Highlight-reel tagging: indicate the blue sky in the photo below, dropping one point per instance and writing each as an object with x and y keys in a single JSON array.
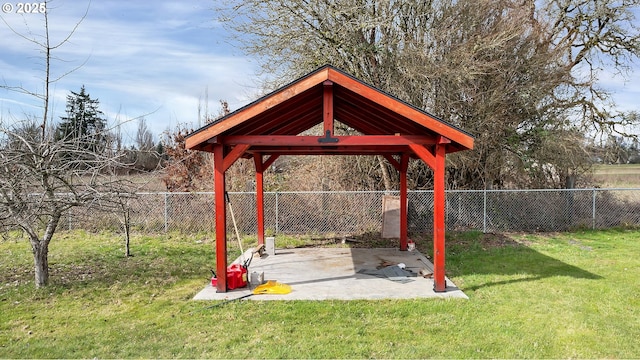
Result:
[{"x": 155, "y": 59}]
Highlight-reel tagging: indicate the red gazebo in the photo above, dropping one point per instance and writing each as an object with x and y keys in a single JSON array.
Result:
[{"x": 271, "y": 126}]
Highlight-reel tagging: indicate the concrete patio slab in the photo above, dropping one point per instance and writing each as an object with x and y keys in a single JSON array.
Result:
[{"x": 338, "y": 274}]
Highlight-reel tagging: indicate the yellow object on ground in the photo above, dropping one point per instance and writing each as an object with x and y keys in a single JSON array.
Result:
[{"x": 272, "y": 287}]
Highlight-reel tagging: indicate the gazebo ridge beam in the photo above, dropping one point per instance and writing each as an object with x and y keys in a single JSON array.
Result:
[{"x": 345, "y": 141}]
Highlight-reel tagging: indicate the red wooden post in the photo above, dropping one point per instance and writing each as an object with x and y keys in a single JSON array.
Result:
[
  {"x": 221, "y": 217},
  {"x": 438, "y": 219},
  {"x": 404, "y": 163},
  {"x": 257, "y": 158},
  {"x": 327, "y": 107}
]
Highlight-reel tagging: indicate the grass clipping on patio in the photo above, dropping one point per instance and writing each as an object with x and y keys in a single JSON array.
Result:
[{"x": 568, "y": 295}]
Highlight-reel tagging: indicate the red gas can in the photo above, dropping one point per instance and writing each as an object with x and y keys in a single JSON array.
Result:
[{"x": 236, "y": 276}]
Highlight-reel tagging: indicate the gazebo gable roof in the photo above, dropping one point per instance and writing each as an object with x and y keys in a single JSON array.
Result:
[{"x": 299, "y": 106}]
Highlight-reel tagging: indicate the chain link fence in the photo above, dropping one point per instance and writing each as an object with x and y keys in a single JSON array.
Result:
[{"x": 361, "y": 211}]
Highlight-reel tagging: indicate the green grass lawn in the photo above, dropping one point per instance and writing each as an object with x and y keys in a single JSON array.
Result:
[
  {"x": 618, "y": 175},
  {"x": 568, "y": 295}
]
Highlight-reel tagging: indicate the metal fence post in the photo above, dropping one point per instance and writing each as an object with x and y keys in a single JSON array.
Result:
[
  {"x": 166, "y": 212},
  {"x": 484, "y": 213},
  {"x": 276, "y": 212},
  {"x": 593, "y": 210}
]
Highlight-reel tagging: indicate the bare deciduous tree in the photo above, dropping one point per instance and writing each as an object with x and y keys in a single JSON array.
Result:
[{"x": 41, "y": 176}]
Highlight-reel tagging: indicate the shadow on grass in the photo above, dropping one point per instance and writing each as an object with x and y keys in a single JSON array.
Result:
[
  {"x": 498, "y": 254},
  {"x": 475, "y": 253}
]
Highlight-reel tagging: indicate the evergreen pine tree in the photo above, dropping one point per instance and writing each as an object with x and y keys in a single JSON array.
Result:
[{"x": 84, "y": 122}]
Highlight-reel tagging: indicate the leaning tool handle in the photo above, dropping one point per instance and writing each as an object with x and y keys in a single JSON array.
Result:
[{"x": 235, "y": 226}]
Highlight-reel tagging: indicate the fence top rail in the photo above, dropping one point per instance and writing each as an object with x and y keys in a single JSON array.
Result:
[
  {"x": 366, "y": 191},
  {"x": 387, "y": 192}
]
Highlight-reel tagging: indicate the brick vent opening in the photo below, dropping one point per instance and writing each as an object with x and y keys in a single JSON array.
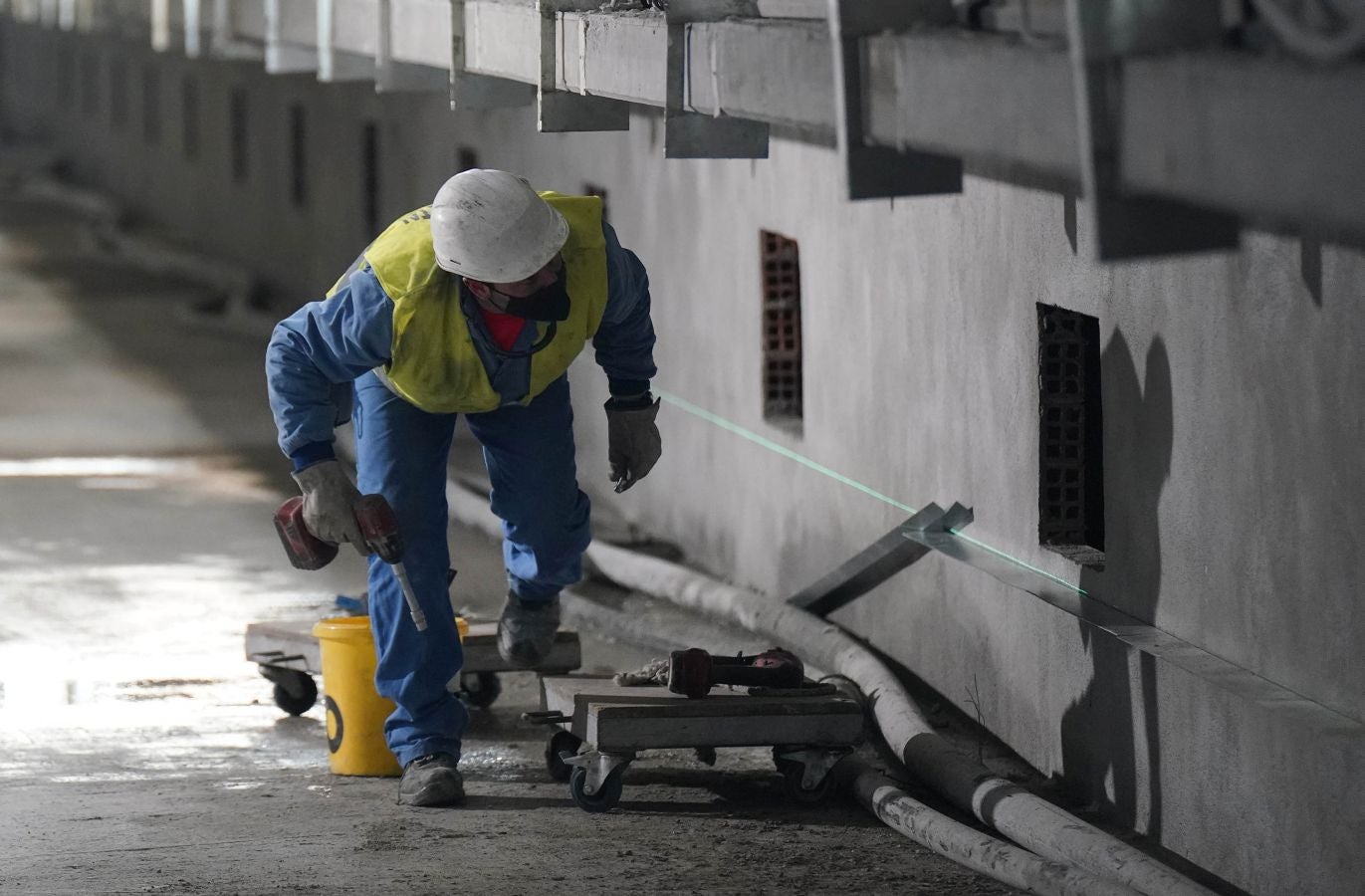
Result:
[
  {"x": 1070, "y": 488},
  {"x": 599, "y": 191},
  {"x": 781, "y": 265}
]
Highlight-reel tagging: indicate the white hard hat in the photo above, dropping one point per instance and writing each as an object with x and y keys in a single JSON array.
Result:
[{"x": 490, "y": 226}]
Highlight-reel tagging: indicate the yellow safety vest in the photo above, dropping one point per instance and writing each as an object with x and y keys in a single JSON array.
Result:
[{"x": 434, "y": 363}]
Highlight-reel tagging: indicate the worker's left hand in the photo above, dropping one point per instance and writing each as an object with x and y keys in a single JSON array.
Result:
[{"x": 633, "y": 443}]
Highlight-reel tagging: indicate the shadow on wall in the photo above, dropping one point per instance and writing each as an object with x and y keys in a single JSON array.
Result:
[{"x": 1099, "y": 730}]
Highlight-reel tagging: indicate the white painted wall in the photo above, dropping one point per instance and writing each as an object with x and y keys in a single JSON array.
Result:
[{"x": 1233, "y": 478}]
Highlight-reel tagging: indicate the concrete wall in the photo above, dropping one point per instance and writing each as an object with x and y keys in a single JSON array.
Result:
[{"x": 1232, "y": 425}]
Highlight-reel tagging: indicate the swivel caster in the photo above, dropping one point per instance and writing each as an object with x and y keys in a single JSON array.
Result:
[
  {"x": 294, "y": 691},
  {"x": 562, "y": 742},
  {"x": 605, "y": 799},
  {"x": 479, "y": 689}
]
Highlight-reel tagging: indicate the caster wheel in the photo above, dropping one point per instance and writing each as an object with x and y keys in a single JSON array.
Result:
[
  {"x": 794, "y": 775},
  {"x": 479, "y": 689},
  {"x": 295, "y": 691},
  {"x": 560, "y": 742},
  {"x": 606, "y": 796},
  {"x": 784, "y": 765}
]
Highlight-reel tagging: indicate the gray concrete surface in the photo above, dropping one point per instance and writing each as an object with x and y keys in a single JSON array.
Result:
[{"x": 139, "y": 752}]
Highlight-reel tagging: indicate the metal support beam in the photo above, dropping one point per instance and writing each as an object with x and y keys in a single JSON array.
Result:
[
  {"x": 194, "y": 28},
  {"x": 396, "y": 77},
  {"x": 478, "y": 92},
  {"x": 225, "y": 37},
  {"x": 282, "y": 55},
  {"x": 880, "y": 171},
  {"x": 336, "y": 65},
  {"x": 879, "y": 561},
  {"x": 1102, "y": 33},
  {"x": 690, "y": 134},
  {"x": 562, "y": 111}
]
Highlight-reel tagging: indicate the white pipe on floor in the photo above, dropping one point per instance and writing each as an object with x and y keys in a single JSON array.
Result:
[
  {"x": 1023, "y": 817},
  {"x": 979, "y": 851}
]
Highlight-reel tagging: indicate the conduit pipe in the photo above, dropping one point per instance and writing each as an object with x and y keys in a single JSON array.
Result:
[
  {"x": 979, "y": 851},
  {"x": 1025, "y": 818}
]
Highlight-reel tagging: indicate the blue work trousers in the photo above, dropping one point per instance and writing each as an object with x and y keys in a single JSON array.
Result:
[{"x": 401, "y": 452}]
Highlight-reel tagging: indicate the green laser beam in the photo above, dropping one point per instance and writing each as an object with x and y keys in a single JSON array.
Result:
[{"x": 838, "y": 477}]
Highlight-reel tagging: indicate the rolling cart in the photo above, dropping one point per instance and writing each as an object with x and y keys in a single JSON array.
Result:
[{"x": 600, "y": 727}]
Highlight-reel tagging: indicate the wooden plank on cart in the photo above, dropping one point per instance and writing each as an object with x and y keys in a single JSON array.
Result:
[{"x": 618, "y": 719}]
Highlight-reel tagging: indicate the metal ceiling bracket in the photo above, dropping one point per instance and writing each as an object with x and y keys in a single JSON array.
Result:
[
  {"x": 283, "y": 58},
  {"x": 1100, "y": 34},
  {"x": 192, "y": 25},
  {"x": 399, "y": 77},
  {"x": 224, "y": 41},
  {"x": 336, "y": 66},
  {"x": 478, "y": 92},
  {"x": 880, "y": 560},
  {"x": 690, "y": 134},
  {"x": 560, "y": 110},
  {"x": 875, "y": 172}
]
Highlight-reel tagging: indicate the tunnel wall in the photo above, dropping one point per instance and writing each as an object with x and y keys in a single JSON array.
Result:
[{"x": 1230, "y": 388}]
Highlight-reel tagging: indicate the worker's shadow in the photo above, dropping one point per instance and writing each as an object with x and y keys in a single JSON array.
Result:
[{"x": 1099, "y": 731}]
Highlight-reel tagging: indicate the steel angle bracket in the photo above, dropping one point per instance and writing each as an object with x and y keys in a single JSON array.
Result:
[
  {"x": 224, "y": 41},
  {"x": 890, "y": 554},
  {"x": 875, "y": 172},
  {"x": 336, "y": 66},
  {"x": 478, "y": 92},
  {"x": 1100, "y": 34},
  {"x": 690, "y": 134},
  {"x": 563, "y": 111},
  {"x": 283, "y": 58},
  {"x": 397, "y": 77}
]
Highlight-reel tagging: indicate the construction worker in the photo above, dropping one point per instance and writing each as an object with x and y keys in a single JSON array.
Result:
[{"x": 474, "y": 305}]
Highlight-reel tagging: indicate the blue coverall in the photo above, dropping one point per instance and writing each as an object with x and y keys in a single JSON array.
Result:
[{"x": 324, "y": 355}]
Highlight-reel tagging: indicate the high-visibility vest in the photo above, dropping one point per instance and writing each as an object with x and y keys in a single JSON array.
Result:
[{"x": 434, "y": 363}]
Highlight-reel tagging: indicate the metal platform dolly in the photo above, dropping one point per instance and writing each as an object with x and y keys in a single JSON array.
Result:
[
  {"x": 808, "y": 728},
  {"x": 290, "y": 656}
]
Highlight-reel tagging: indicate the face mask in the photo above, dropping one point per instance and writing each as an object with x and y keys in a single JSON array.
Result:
[{"x": 547, "y": 304}]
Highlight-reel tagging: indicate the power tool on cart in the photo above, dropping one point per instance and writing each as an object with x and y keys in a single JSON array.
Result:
[
  {"x": 694, "y": 672},
  {"x": 378, "y": 526}
]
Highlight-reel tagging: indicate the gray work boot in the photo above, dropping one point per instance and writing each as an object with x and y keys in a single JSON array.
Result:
[
  {"x": 526, "y": 630},
  {"x": 431, "y": 781}
]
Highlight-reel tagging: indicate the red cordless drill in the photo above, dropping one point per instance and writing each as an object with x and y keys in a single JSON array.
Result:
[{"x": 378, "y": 528}]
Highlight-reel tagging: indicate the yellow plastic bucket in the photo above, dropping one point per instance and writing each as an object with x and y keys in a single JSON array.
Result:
[{"x": 355, "y": 712}]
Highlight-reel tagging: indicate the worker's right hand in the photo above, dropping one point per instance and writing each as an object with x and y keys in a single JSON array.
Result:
[{"x": 330, "y": 504}]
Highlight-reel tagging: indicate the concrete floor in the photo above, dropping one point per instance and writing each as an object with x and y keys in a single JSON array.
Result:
[{"x": 140, "y": 753}]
______________________________
Your task is to reproduce, exactly and exclusively, the lines from the one holding "Highlight-reel tagging: indicate the yellow plastic" through the final line of the listing.

Highlight-reel tagging: indicate the yellow plastic bucket in the photo above, dropping one point per instance and writing each as an object with x and y keys in a single JSON array.
Result:
[{"x": 355, "y": 712}]
Highlight-reel tagging: indicate the worker's right hand in the photo above, dropping one point per instance and writing each as an object with x and y keys in a single JSON array.
Result:
[{"x": 330, "y": 504}]
Highlight-reel tagging: indicate the concrete floor in the photo above, dropping one point per instance and writing each as an object with x and y keys in a single JSON array.
Result:
[{"x": 140, "y": 753}]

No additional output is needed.